■ TASK INSTRUCTIONS
Can you restate the records below word for word?

■ DATA ROWS
■ ■ ■ ■ ■ ■ ■

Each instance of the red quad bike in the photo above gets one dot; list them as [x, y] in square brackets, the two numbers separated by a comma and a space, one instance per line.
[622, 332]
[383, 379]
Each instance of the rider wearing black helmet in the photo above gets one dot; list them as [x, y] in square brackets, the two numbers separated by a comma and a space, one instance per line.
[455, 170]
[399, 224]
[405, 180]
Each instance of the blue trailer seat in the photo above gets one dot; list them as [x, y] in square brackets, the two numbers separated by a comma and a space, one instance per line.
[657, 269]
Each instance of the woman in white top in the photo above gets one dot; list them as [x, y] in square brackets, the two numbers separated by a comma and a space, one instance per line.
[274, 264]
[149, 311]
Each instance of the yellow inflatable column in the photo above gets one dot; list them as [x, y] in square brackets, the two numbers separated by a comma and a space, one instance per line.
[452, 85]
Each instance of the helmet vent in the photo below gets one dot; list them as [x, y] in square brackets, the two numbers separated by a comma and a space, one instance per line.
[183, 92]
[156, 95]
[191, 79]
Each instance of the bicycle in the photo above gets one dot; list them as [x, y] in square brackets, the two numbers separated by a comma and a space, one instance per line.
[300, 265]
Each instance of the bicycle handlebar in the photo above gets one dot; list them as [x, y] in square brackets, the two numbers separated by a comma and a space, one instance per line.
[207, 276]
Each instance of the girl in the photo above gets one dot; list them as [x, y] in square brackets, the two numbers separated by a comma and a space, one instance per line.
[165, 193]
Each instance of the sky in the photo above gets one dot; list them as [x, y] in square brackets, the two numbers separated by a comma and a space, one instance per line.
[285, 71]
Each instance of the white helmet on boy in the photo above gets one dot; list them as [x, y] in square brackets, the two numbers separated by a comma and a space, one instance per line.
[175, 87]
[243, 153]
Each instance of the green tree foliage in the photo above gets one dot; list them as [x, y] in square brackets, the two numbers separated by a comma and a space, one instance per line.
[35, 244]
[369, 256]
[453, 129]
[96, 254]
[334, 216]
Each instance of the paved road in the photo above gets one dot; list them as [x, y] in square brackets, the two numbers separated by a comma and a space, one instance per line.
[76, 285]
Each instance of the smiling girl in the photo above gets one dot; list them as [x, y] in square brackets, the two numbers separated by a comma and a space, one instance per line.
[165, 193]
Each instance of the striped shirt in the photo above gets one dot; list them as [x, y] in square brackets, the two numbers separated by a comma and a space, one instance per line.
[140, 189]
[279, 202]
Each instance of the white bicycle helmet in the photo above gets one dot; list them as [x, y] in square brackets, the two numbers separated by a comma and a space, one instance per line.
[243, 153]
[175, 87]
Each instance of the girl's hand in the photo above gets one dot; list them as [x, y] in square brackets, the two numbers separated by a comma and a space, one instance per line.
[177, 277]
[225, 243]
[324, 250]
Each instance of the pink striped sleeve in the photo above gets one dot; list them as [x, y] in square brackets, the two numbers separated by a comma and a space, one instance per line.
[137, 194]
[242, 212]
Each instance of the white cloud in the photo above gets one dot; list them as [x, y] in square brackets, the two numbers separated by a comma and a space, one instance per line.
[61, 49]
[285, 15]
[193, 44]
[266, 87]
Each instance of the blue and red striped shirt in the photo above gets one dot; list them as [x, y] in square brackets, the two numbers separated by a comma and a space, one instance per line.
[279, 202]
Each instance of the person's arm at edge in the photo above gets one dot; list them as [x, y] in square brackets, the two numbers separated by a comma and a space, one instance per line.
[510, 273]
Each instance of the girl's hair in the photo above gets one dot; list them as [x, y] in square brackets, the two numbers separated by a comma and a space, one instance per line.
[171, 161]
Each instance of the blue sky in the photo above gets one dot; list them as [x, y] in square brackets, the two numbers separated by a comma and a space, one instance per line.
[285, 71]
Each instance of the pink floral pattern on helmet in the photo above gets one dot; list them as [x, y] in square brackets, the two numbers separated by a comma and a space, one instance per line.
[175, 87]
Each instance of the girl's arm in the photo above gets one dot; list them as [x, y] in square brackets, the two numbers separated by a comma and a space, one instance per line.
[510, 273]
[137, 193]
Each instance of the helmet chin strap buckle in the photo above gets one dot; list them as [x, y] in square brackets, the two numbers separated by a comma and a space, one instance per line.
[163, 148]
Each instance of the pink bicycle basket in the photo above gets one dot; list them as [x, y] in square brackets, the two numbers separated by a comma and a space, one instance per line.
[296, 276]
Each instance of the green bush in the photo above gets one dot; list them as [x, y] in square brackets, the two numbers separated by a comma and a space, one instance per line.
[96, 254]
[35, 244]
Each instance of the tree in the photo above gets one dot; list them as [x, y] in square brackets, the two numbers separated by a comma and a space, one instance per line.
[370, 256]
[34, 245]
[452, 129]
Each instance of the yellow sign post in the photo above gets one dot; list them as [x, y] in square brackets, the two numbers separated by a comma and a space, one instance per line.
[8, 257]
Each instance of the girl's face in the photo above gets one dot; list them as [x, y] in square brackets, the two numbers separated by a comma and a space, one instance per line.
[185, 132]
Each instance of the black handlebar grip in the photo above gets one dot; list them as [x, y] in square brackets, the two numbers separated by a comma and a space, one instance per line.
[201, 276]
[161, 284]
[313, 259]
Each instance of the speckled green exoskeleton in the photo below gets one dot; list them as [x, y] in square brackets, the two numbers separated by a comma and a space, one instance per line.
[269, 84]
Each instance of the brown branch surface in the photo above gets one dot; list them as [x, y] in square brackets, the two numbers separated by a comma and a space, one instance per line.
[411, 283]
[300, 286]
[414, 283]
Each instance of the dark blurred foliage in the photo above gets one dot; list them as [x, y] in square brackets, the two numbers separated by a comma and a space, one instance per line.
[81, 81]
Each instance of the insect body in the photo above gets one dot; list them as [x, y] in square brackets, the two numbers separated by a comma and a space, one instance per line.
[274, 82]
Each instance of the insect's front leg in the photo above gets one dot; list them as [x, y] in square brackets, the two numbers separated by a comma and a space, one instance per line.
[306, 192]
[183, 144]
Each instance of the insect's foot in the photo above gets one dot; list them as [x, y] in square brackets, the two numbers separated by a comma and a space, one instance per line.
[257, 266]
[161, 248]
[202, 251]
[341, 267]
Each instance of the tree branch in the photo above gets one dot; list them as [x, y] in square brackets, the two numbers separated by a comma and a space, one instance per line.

■ ■ ■ ■ ■ ■ ■

■ WRITTEN RESPONSE
Each instance of the red quad bike in the photo above gets one dot; list them as [x, y] in square brackets, the two numbers separated by a comma and a space, one instance per line.
[622, 332]
[383, 379]
Each instance of the rider wearing black helmet in the photo above gets one dot; list them as [x, y] in square brackets, the two numbers separated by a comma and a space, one instance per line.
[455, 170]
[399, 224]
[405, 180]
Each instance of the blue trailer seat in the photo above gets one dot; list them as [x, y] in square brackets, the two numbers separated by a comma and a space, one instance per line.
[657, 269]
Each instance of the woman in white top in the photo above gets one dot; list them as [x, y] in square brackets, the two numbers separated by a comma and a space, one instance per line.
[274, 264]
[149, 311]
Each instance of the yellow inflatable column in the photo above gets one dot; list them as [x, y] in square brackets, the two numbers separated by a comma and a space, one instance per line.
[452, 85]
Each instance of the helmet vent in the photo below gets one dot; list them as [x, y] in square brackets, the two numbers separated by a comma and a space, one instance per line.
[183, 92]
[156, 95]
[191, 79]
Each instance of the bicycle in the photo above gets one dot; list them as [x, y] in square brackets, the two numbers separated by a comma and a space, one instance per line.
[300, 265]
Each instance of the bicycle handlebar in the photo above gets one dot; list them as [x, y] in square brackets, the two numbers separated by a comma and a space, one instance per line.
[207, 276]
Each instance of the girl in the photo above gets one dot; list them as [x, y] in square brackets, the two numbers separated by a comma and a space, one instance per line.
[165, 193]
Each instance of the sky in the photo above gets one dot; list them as [x, y] in square brackets, the two numbers separated by a comma and a space, one instance per line.
[285, 71]
Each instance of the white helmet on boy in the photo above gets one dot; list them as [x, y] in square brackets, the two numbers separated by a comma and a space, one instance per line.
[175, 87]
[243, 153]
Each instance of the green tree foliage in the photo above gets one dot; list them as [x, y] in square brackets, the two numbers separated by a comma and a space, one instance per line.
[35, 244]
[369, 256]
[453, 129]
[96, 254]
[334, 216]
Each instance of the paved road in the photo above gets one dot; list them as [x, y] in square brackets, the two numbers separated by a comma and a space, one instance per line.
[76, 285]
Each instance of the smiling girl in the photo above gets one dot; list them as [x, y] in square brackets, the two numbers separated by a comma and a space, one instance per line.
[165, 193]
Each instance of the striped shirt in the photo above gets one dot; list them as [x, y] in square brackets, the two numbers separated by a comma and a space, one instance per line.
[140, 189]
[279, 202]
Each instance of the white bicycle helmet in the photo above gets one dot; list them as [x, y] in square brackets, the two numbers separated by a comma and a space, one instance per line.
[243, 153]
[175, 87]
Each instance of the girl's hand in the photo above gets one dot; list them as [x, y] in square brackets, the two numbers separated by a comma and a space, one instance per line.
[177, 277]
[225, 243]
[324, 250]
Each instance of the pink striped sleeve in the photo above gets one dot; list them as [x, y] in square brackets, the two numbers separated by a comma and a space, one instance per line.
[137, 194]
[242, 212]
Each instance of the white cloud in the photo above gets one dot; list them as [x, y] in square brackets, the two numbers separated by a comma and a space, one instance per line.
[61, 49]
[285, 15]
[193, 44]
[266, 87]
Each instance of the blue and red striped shirt in the photo above gets one dot; list them as [x, y] in square brackets, the two numbers separated by a comma and a space, one instance per line.
[279, 202]
Each instance of the person's arm at edge in the photo above gets one dot; list them as [x, y] in square brackets, the two numbers separated by a comma and a space, one instance per line.
[510, 273]
Each instance of the girl's hair in the photo above gets one dot; list them as [x, y] in square brackets, the two numbers separated by a comma and a space, one instance per line.
[171, 161]
Each instance of the blue sky in the photo above gets one dot; list them as [x, y] in square brackets, the two numbers separated by a comma and a space, one instance per line.
[285, 71]
Each instance of the pink floral pattern on helmet in the photo above gets one dot; list them as [x, y] in square brackets, the two numbers separated by a comma and a space, one instance per line.
[175, 87]
Each instance of the girl's arm in the photo above gets one dot; list them as [x, y] in square brackets, the two numbers separated by a comma and a space, one instance per line.
[510, 273]
[137, 193]
Each instance of the helmet chin strap buckle in the photo above gets one dot; list them as [x, y] in square brackets, the two numbers separated by a comma and a space, one instance per line.
[163, 148]
Each instance of the pink bicycle basket in the photo above gets one dot; list them as [x, y] in square brackets, the two numbers separated by a comma and a space, one instance per line.
[296, 276]
Each instance of the green bush in the photo above gets one dot; list them as [x, y] in square brackets, the two numbers separated by a comma and a space, one instance per line.
[96, 254]
[35, 244]
Each instance of the tree in the photo above gets one dot; list them as [x, y] in square brackets, the two numbers separated by a comma and a space, one instance per line.
[370, 256]
[34, 245]
[452, 129]
Each instance of the yellow sign post in the photo above gets one dot; list them as [x, y] in square brackets, the two numbers separated by a comma and a space, one instance per line.
[8, 257]
Each instance of the girl's face in the photo above gets one dot; list them as [x, y] in square brackets, the two numbers separated by a comma and a space, one instance per line.
[185, 132]
Each instance of the black handlebar grip in the photo above gets one dot; list them as [x, y] in square brackets, the two numbers separated by a comma and a space, one instance per line.
[201, 276]
[161, 284]
[313, 259]
Each instance of the speckled green exoskeleton in the photo below gets one dot; list them as [x, y] in square brackets, the two numbers separated by a comma and a space, one instance per line.
[269, 84]
Each instance of the brown branch surface in the photo above gets one dot; list them as [x, y] in square brackets, the two numbers separated by a comma and a space, one instance per line.
[411, 283]
[300, 286]
[414, 283]
Each instance of the dark blurred foliage in the photo above gets one dot; list them as [x, y] in square brackets, the two numbers separated by a comma and a space, one instance per line.
[81, 81]
Each instance of the insect body in the photo above gets one dot; list them as [x, y] in square brackets, the two numbers separated by a comma and a space, one instance per line.
[274, 82]
Each instance of the insect's front leg in the photo above gets one dot; list them as [x, y] in square brackets, the two numbers separated by a comma and a space, one instance per line.
[306, 192]
[183, 144]
Each instance of the insect's foot in the photo above gets one dot; list them as [x, y] in square brackets, the two numbers separated by a comma and a space, one instance per line.
[257, 266]
[161, 248]
[202, 251]
[341, 267]
Each instance of the tree branch in the photo above gets one dot; list them as [x, y] in square brackets, the two numbers separated by a comma and a space, one instance per line.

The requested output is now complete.